--- Short problem ---
Rewrite every line of the items below as a JSON list of strings, one string per line, skipping any blank lines.

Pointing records
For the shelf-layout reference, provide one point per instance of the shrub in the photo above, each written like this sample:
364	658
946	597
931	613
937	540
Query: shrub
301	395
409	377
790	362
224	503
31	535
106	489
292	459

--- Response to the exercise ---
[
  "For the shelf-layout reference, provide one point per instance of the shrub in the photo above, each written like this sample:",
  "364\t658",
  "946\t597",
  "931\t613",
  "937\t540",
  "Query: shrub",
  "301\t395",
  "409\t377",
  "790\t362",
  "224\t503",
  "31\t535",
  "106\t489",
  "292\t459"
]